Your goal
Could you write out every record below exactly, leaving the pictures out?
[Start of Attachment]
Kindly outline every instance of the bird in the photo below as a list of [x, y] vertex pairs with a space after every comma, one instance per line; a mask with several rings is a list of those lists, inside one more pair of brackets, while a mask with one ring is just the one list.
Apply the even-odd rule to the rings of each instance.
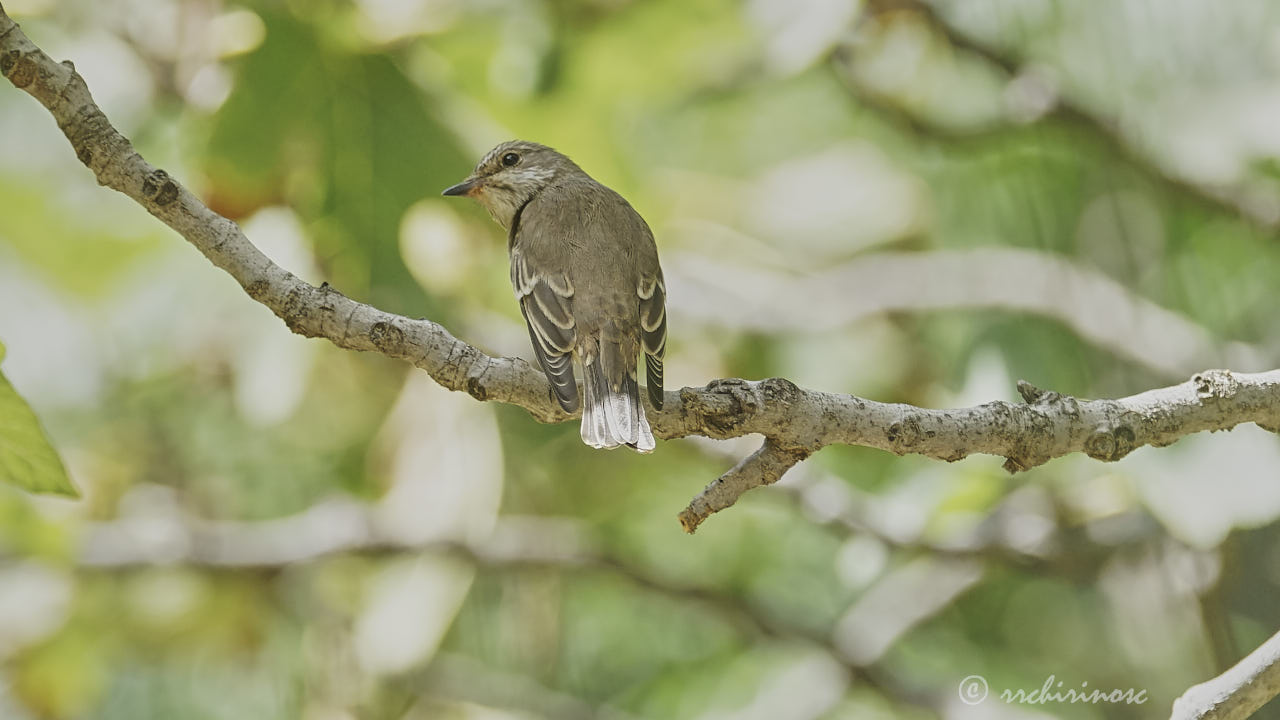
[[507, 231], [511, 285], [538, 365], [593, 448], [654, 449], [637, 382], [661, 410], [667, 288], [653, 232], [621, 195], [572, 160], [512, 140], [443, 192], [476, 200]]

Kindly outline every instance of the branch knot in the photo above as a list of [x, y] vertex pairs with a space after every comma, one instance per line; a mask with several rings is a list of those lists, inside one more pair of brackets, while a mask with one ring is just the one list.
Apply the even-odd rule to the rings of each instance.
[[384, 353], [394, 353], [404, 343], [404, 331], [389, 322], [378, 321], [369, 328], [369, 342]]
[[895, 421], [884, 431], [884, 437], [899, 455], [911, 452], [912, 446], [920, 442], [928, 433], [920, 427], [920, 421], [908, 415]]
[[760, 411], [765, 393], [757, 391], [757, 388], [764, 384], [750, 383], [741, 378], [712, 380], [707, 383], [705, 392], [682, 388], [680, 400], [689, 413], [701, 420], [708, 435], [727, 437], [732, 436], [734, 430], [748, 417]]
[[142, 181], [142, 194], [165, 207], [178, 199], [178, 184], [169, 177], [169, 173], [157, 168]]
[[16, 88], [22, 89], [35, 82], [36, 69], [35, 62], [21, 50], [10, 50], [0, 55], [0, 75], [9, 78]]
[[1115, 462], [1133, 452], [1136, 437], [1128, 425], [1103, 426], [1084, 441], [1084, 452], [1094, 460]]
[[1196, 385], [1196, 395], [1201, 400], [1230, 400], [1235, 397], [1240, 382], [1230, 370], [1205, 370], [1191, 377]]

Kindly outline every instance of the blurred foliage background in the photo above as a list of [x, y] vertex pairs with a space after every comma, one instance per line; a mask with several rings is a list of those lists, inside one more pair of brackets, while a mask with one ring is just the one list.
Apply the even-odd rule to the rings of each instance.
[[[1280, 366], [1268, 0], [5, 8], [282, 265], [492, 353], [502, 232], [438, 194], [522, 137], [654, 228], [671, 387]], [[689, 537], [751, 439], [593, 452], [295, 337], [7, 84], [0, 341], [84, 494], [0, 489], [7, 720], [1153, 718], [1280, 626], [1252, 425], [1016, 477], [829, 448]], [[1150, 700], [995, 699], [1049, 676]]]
[End of Attachment]
Reply to the exercise
Kindly outline every instance of the bird in the photo below as a list of [x, y] vertex pairs with a space after every comma, one instance per line; a mask with several rings is a list of those lists, inside one more pair of brackets, while a mask with one ring is just the one list.
Apply the even-odd rule to the rings of each instance.
[[507, 231], [511, 285], [538, 365], [593, 448], [654, 449], [637, 382], [661, 410], [667, 288], [653, 232], [621, 195], [572, 160], [512, 140], [443, 192], [476, 200]]

Kindly outline every instance of the branch knot in the photo above as a list of [x, y] vertex pairs with a space after every comma, one instance per line; a mask with several rings is a list of those lists, inside one more pair of brackets, while a mask with one ring is just the one list.
Apply the even-odd rule to the rings of each instance.
[[384, 353], [394, 353], [404, 343], [404, 331], [389, 322], [378, 321], [369, 328], [369, 342]]
[[895, 421], [884, 431], [884, 437], [899, 455], [911, 452], [912, 446], [920, 442], [928, 433], [920, 427], [920, 421], [908, 415]]
[[760, 411], [765, 393], [757, 391], [757, 388], [764, 384], [750, 383], [741, 378], [712, 380], [707, 383], [705, 392], [682, 388], [680, 400], [689, 413], [701, 420], [708, 435], [727, 437], [732, 436], [734, 430], [748, 417]]
[[142, 181], [142, 194], [165, 207], [178, 199], [178, 184], [169, 177], [169, 173], [157, 168]]
[[16, 88], [22, 89], [35, 82], [36, 69], [35, 62], [21, 50], [10, 50], [0, 55], [0, 75], [9, 78]]
[[1115, 462], [1133, 452], [1136, 437], [1128, 425], [1103, 426], [1084, 441], [1084, 452], [1094, 460]]
[[1196, 385], [1196, 395], [1201, 400], [1230, 400], [1235, 397], [1240, 382], [1230, 370], [1205, 370], [1191, 377]]

Kindly outline every instance of the blurred foliage background in the photo above as a list of [x, y] vertex pairs with a space after every comma, one instance per line; a mask with several rings is a list of those lists, inside one more pair of brackets, while a mask with one ring is just the one list.
Apply the even-odd rule to the rings of each instance.
[[[1280, 366], [1268, 0], [5, 8], [282, 265], [492, 353], [502, 232], [438, 194], [522, 137], [654, 228], [671, 387]], [[689, 537], [751, 439], [593, 452], [295, 337], [7, 84], [0, 341], [84, 494], [0, 489], [7, 720], [1153, 718], [1280, 626], [1252, 425], [1016, 477], [829, 448]], [[1150, 700], [995, 699], [1049, 676]]]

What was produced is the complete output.